Excerpts from a point labeling dataset
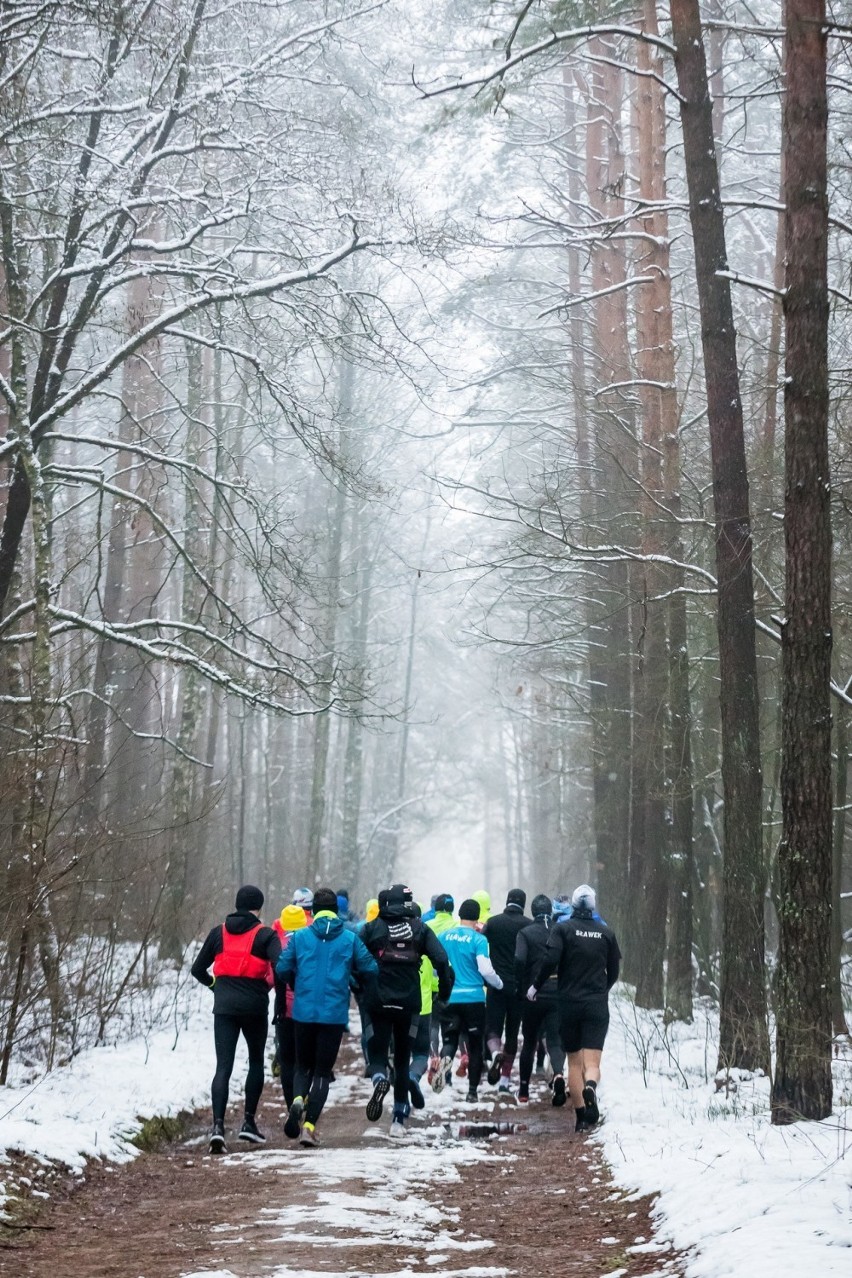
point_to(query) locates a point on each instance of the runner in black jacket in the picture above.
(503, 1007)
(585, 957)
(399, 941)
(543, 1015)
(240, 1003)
==
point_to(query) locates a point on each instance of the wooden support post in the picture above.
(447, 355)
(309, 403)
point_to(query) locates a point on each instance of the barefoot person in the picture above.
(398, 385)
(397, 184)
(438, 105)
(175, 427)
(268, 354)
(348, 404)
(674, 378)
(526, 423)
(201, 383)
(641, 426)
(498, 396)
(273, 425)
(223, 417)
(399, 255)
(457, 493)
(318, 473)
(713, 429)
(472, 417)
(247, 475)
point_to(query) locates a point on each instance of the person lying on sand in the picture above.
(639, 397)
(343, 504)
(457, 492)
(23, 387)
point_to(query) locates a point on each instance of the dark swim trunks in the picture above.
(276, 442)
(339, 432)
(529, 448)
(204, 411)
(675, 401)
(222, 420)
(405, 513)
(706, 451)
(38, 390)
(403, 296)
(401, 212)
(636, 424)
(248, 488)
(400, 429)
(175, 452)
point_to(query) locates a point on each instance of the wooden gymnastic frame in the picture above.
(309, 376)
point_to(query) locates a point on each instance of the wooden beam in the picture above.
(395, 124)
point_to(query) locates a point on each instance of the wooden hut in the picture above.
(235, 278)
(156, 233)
...
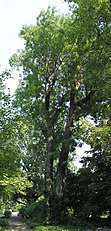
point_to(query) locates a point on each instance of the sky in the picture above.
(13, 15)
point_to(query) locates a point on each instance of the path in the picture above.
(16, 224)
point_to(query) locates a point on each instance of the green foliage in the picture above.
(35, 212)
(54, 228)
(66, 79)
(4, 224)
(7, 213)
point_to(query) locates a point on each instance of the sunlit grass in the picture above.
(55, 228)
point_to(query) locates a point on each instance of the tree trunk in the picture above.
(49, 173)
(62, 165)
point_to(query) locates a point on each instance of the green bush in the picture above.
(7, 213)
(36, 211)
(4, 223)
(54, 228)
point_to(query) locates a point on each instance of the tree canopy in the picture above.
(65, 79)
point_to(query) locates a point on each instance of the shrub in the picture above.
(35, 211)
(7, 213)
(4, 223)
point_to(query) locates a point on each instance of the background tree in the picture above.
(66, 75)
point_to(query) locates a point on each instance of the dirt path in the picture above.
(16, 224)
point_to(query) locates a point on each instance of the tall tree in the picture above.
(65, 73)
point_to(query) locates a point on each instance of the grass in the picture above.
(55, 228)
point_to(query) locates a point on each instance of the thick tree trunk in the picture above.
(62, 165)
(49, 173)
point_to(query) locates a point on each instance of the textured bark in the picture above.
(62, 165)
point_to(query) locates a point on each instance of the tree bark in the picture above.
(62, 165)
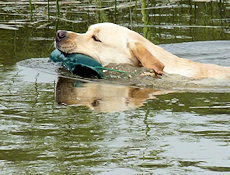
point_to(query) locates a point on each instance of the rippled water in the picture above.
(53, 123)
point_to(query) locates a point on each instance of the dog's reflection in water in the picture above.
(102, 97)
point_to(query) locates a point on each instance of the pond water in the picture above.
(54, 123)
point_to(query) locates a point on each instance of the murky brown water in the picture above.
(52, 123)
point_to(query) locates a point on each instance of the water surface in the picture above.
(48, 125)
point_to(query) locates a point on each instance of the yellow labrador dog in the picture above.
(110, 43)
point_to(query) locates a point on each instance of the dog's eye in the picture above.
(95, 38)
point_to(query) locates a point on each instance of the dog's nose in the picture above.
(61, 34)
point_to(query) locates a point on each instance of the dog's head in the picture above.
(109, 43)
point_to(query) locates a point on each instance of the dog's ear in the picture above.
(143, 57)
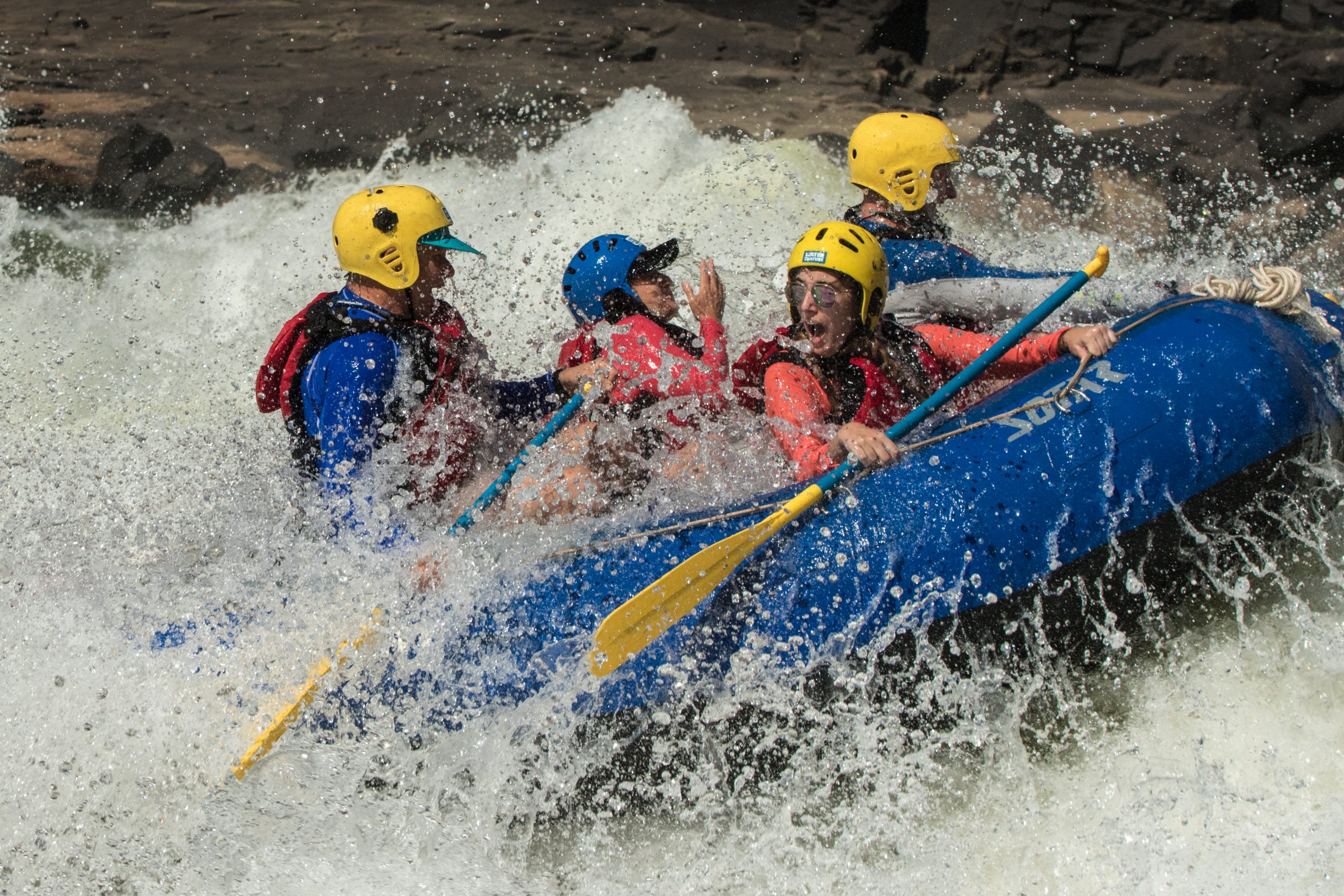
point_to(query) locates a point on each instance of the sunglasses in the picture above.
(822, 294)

**PROBLEM DETAILS**
Collect every line of the records above that contains the word "wooden", and copy each one in full.

**THE COMPLETED TASK**
point_to(query) locates a point on each instance of the wooden support post in the picture above.
point_to(query) locates a point on each instance of the wooden gymnastic frame in the picture above.
point_to(query) locates a point on each instance of the wooden beam in the picture above.
point_to(query) locates a point on each instance of the wooden hut in the picture above.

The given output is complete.